##### Exercise input #####

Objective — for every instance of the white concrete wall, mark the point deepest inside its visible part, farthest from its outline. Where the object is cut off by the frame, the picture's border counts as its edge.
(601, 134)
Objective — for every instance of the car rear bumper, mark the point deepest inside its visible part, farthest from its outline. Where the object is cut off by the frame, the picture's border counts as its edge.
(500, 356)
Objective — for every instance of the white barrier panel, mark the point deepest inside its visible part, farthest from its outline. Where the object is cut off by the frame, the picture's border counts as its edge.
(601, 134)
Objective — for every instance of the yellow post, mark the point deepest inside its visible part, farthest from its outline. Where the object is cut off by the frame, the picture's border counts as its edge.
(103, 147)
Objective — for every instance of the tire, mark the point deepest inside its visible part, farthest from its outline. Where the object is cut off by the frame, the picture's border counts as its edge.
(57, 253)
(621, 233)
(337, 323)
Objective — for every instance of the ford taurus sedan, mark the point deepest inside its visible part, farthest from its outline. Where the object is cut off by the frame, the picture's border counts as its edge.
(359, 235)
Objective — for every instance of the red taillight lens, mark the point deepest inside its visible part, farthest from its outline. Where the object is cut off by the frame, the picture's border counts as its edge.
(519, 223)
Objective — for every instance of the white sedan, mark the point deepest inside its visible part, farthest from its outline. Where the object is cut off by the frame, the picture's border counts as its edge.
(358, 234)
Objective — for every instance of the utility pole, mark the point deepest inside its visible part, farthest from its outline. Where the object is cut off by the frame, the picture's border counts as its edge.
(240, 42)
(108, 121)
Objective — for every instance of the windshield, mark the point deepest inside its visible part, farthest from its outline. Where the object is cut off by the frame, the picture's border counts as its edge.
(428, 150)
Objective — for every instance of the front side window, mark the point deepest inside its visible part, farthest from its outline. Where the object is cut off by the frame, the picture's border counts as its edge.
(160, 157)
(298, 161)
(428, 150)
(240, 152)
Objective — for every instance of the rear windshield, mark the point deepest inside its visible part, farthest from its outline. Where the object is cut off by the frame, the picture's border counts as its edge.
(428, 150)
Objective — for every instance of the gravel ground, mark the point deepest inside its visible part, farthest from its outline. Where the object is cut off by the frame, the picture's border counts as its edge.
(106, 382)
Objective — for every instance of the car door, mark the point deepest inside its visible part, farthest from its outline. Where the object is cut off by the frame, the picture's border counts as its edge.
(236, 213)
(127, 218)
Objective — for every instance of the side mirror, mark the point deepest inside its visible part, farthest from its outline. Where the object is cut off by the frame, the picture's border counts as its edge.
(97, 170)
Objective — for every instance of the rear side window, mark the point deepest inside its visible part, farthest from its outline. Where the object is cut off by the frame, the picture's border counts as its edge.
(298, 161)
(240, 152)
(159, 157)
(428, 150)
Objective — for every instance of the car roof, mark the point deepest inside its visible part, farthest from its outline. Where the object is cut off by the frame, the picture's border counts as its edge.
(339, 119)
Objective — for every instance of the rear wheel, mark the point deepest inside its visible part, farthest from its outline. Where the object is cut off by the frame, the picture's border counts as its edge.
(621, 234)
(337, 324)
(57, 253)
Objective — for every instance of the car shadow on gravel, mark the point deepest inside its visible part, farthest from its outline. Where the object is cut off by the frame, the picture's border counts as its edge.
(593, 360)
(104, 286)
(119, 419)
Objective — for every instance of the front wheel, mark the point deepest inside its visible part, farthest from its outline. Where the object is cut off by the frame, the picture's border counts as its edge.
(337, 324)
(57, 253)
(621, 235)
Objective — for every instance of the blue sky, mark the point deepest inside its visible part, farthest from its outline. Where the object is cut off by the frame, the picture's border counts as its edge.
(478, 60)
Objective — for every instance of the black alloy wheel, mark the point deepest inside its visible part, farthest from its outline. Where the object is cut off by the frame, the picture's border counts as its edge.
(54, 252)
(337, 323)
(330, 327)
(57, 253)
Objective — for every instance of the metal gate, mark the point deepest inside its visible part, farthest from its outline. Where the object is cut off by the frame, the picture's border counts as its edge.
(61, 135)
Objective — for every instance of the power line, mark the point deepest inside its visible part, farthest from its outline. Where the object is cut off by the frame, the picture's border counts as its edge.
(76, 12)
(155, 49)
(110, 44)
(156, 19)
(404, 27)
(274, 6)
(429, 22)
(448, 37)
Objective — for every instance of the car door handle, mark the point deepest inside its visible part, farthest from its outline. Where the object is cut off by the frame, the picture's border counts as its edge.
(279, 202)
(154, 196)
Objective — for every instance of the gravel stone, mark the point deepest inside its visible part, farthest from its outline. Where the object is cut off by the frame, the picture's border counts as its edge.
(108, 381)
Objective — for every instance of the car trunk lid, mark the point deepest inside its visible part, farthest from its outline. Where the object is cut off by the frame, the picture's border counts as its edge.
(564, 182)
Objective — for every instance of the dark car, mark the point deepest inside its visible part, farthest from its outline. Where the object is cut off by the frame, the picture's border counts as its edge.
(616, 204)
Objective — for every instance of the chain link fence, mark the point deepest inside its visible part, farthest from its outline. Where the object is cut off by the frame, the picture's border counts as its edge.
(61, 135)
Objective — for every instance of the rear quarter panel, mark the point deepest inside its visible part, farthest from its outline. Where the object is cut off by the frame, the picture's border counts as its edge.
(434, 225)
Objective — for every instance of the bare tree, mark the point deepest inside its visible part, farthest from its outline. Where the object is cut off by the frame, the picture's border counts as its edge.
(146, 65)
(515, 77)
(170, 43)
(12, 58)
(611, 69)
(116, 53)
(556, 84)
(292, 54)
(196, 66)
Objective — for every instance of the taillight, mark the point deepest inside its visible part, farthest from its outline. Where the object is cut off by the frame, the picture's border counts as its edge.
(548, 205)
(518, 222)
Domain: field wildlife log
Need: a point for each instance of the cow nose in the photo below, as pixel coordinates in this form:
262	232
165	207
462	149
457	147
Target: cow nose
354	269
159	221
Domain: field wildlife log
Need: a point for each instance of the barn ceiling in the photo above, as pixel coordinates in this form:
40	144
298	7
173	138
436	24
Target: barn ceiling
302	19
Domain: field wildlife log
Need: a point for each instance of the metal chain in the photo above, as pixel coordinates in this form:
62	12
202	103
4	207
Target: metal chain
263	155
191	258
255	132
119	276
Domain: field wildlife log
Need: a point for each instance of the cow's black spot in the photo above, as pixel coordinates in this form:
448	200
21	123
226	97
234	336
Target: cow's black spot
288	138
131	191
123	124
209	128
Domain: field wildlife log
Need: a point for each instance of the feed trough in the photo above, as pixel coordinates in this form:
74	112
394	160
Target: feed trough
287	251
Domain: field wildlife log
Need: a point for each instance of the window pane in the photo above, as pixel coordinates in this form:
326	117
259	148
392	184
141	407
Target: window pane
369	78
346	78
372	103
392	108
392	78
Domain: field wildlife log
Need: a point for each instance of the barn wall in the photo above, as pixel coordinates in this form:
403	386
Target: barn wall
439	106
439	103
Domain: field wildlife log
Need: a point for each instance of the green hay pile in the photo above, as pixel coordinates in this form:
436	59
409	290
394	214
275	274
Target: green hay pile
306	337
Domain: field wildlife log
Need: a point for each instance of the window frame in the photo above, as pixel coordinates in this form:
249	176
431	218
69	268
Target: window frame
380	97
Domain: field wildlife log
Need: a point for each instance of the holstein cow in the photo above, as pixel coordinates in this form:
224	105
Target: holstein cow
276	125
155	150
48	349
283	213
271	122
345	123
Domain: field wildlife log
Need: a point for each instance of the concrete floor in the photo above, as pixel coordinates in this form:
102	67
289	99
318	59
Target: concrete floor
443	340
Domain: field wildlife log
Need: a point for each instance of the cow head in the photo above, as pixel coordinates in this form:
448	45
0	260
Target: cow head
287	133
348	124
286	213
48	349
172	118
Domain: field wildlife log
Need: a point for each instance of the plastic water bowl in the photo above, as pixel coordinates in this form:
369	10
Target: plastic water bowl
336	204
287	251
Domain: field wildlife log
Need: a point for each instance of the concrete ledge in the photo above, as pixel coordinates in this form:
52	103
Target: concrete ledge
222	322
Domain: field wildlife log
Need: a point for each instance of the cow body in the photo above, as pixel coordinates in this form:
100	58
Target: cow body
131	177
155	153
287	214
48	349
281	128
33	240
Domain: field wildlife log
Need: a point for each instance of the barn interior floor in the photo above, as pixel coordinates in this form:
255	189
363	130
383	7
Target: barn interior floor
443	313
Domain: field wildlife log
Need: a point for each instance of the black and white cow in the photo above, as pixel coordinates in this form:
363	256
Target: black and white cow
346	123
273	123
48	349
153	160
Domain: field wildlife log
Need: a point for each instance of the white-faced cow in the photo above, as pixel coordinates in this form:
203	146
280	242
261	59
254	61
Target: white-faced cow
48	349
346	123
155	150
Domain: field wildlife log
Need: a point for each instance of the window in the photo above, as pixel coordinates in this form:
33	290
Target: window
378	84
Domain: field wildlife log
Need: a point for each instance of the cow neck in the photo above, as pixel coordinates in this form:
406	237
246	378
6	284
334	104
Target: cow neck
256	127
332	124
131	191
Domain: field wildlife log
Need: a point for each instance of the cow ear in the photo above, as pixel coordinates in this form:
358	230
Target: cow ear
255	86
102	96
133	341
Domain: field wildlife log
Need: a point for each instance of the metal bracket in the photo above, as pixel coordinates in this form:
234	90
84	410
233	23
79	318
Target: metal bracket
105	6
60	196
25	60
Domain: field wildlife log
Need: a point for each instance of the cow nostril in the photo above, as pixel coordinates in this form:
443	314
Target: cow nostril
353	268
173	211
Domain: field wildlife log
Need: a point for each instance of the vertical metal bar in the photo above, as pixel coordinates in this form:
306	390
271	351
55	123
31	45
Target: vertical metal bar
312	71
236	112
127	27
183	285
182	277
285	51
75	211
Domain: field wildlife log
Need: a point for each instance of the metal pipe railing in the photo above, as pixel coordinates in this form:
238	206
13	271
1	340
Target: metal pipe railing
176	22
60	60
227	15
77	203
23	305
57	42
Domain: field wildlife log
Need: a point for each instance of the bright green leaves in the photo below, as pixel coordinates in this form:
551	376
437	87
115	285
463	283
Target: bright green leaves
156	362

#####

◆ Directions ◆
Pick out every line of the records above that contains the word "interior", and copy each one.

◆ The result ◆
Need: a point for each instance of the barn interior floor in the photo above, as pixel coordinates in this form:
Target: barn interior floor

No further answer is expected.